* _Texte fourni_
Le monde juif à l'assaut des banques

Les négociations sur les biens spoliés sous l'occupation sont bloquées.Si elles n'aboutissent pas ce mercredi, la patate chaude sera pour Verhofstadt I.

Paul Vaute

S'agit-il de la traditionnelle phase de dramatisation-musculation dans les négociations délicates? Ou au contraire d'une rupture franche et brutale qui risque d'obstruer pour longtemps les voies de la conciliation? Toujours est-il que les portes ont claqué, lundi en fin de soirée, à l'issue d'une réunion de la dernière chance entre représentants du monde juif, de l'Etat, des assurances et des banques, en quête d'un accord sur les montants des restitutions destinées aux survivants des déportations nazies ou à leurs ayants droit ainsi qu'à une Fondation du judaïsme belge.

Or, il y a urgence. La loi de dédommagement votée en décembre dernier avait fixé, quant à sa concrétisation chiffrée, un délai qui expire ce mercredi, faute de quoi `c'est le gouvernement qui tranchera par arrêté royal de manière autoritaire, régalienne´, explique MeMischaël Modrikamen, avocat de la communauté juive. Au Seize, les dispositions seraient d'ailleurs déjà prises pour être soumises jeudi au conseil des ministres.

Milliards de milliards

Pour rappel, c'est en juillet 2001 que la commission dite Buysse -du nom du Grand Maréchal honoraire de la Cour- avait remis ses conclusions après trois années de recherches sur les biens juifs spoliés. Les discussions qui s'en sont suivies ont abouti avec le gouvernement et étaient hier à portée de main avec l'Union professionnelle des assurances (UPA). Elles achoppaient toujours, en revanche, avec l'Association belge des banques (ABB).

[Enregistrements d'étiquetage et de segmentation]
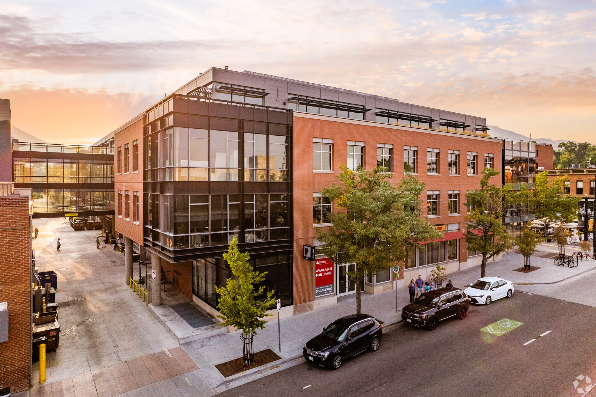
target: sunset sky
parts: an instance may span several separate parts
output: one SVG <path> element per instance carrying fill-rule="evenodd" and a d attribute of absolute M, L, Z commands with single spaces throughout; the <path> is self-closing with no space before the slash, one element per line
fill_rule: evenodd
<path fill-rule="evenodd" d="M 60 143 L 228 65 L 596 144 L 595 61 L 595 0 L 0 0 L 0 98 Z"/>

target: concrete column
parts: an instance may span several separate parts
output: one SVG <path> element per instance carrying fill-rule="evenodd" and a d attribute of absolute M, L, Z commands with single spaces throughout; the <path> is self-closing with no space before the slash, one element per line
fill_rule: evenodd
<path fill-rule="evenodd" d="M 155 280 L 151 281 L 151 303 L 153 306 L 162 304 L 162 262 L 161 258 L 151 253 L 151 273 L 155 271 Z"/>
<path fill-rule="evenodd" d="M 124 273 L 126 276 L 125 284 L 129 284 L 131 282 L 131 277 L 132 277 L 132 240 L 124 237 Z"/>

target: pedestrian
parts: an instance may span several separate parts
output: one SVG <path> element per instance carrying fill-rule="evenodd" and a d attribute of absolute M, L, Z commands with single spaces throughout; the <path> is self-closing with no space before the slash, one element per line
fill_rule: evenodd
<path fill-rule="evenodd" d="M 418 278 L 416 279 L 416 296 L 418 297 L 418 294 L 420 293 L 421 295 L 424 292 L 424 280 L 422 279 L 422 276 L 420 274 L 418 275 Z"/>
<path fill-rule="evenodd" d="M 434 288 L 434 283 L 433 283 L 433 279 L 432 277 L 429 277 L 429 287 L 430 287 L 429 289 L 433 289 Z"/>
<path fill-rule="evenodd" d="M 408 290 L 410 293 L 410 303 L 414 302 L 414 295 L 416 294 L 416 283 L 414 282 L 414 278 L 408 284 Z"/>

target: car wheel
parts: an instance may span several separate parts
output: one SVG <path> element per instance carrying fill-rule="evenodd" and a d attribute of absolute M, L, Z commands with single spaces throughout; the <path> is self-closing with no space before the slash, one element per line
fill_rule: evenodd
<path fill-rule="evenodd" d="M 373 352 L 376 352 L 378 350 L 379 346 L 381 345 L 381 341 L 378 340 L 378 337 L 375 336 L 372 338 L 372 340 L 371 341 L 371 350 Z"/>
<path fill-rule="evenodd" d="M 461 306 L 460 309 L 460 312 L 457 314 L 457 318 L 460 320 L 464 320 L 465 318 L 465 315 L 468 312 L 468 309 L 465 308 L 465 306 Z"/>
<path fill-rule="evenodd" d="M 337 370 L 343 363 L 343 359 L 342 358 L 342 355 L 336 353 L 331 357 L 331 359 L 329 362 L 329 367 L 332 370 Z"/>

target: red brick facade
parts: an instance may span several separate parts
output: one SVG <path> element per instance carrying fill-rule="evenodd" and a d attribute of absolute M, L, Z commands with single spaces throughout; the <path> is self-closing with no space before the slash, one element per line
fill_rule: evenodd
<path fill-rule="evenodd" d="M 0 197 L 0 302 L 8 303 L 8 340 L 0 343 L 0 388 L 29 387 L 31 293 L 29 197 Z"/>
<path fill-rule="evenodd" d="M 536 169 L 544 167 L 544 169 L 552 169 L 552 145 L 550 144 L 536 144 Z"/>
<path fill-rule="evenodd" d="M 114 145 L 116 149 L 116 174 L 114 177 L 114 199 L 116 201 L 116 210 L 114 211 L 114 218 L 116 219 L 116 230 L 119 233 L 122 233 L 127 237 L 131 238 L 135 243 L 138 243 L 142 246 L 143 243 L 143 145 L 142 145 L 142 127 L 143 120 L 142 118 L 134 122 L 130 125 L 126 126 L 120 131 L 117 132 L 114 135 Z M 135 148 L 133 143 L 135 140 L 138 141 L 138 163 L 136 168 L 134 168 L 134 157 L 135 156 Z M 128 145 L 129 151 L 129 165 L 128 166 L 128 172 L 126 170 L 126 156 L 125 145 Z M 118 148 L 122 148 L 122 165 L 119 166 L 117 162 L 119 161 L 118 154 Z M 118 170 L 121 169 L 122 172 L 118 173 Z M 118 191 L 122 191 L 122 216 L 119 216 L 118 210 Z M 129 216 L 126 216 L 126 198 L 125 192 L 129 191 Z M 139 219 L 134 219 L 134 192 L 138 194 Z"/>
<path fill-rule="evenodd" d="M 436 225 L 460 223 L 463 231 L 462 215 L 449 216 L 448 194 L 449 190 L 459 190 L 459 214 L 465 213 L 465 195 L 467 190 L 479 185 L 480 175 L 484 168 L 485 153 L 494 154 L 493 168 L 500 170 L 502 166 L 502 141 L 479 137 L 445 132 L 421 128 L 402 127 L 371 122 L 352 120 L 318 114 L 295 113 L 294 116 L 294 304 L 300 305 L 314 300 L 313 262 L 302 259 L 303 244 L 312 245 L 317 236 L 311 217 L 313 193 L 323 187 L 338 183 L 336 176 L 339 165 L 346 164 L 347 141 L 365 142 L 364 168 L 371 170 L 377 166 L 377 144 L 393 144 L 392 168 L 395 172 L 393 181 L 397 184 L 403 176 L 403 147 L 416 146 L 418 156 L 416 178 L 424 182 L 426 190 L 440 191 L 439 216 L 430 218 Z M 313 171 L 312 166 L 313 138 L 333 139 L 332 172 Z M 439 173 L 427 173 L 427 148 L 440 150 Z M 460 151 L 460 175 L 448 175 L 449 150 Z M 467 152 L 477 153 L 477 176 L 468 176 L 467 172 Z M 493 183 L 501 184 L 501 176 L 493 178 Z M 421 197 L 423 206 L 426 197 Z M 332 210 L 336 210 L 334 209 Z M 460 244 L 460 262 L 467 260 L 465 241 Z M 403 278 L 403 269 L 400 277 Z"/>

* _Consignes_
1: D'après l'article sur les biens spoliés, quelles parties avaient des représentants à la réunion de la dernière chance de lundi soir ?
2: Pouvez-vous reproduire le passage de l'article sur les biens spoliés qui commence par « Le monde juif » et se termine par « pour Verhofstadt I. » ?
3: Comment traduire en anglais cette phrase de l'article sur les biens spoliés : « Les discussions qui s'en sont suivies ont abouti avec le gouvernement et étaient hier à portée de main avec l'Union professionnelle des assurances (UPA). » ?

* _Corrigé_
1: le monde juif, l'État, les assurances, les banques

2:
Le monde juif à l'assaut des banques

Les négociations sur les biens spoliés sous l'occupation sont bloquées.Si elles n'aboutissent pas ce mercredi, la patate chaude sera pour Verhofstadt I.

3: The discussions that followed had reached a successful outcome with the government and were within reach yesterday with the Professional Union of Insurers (UPA).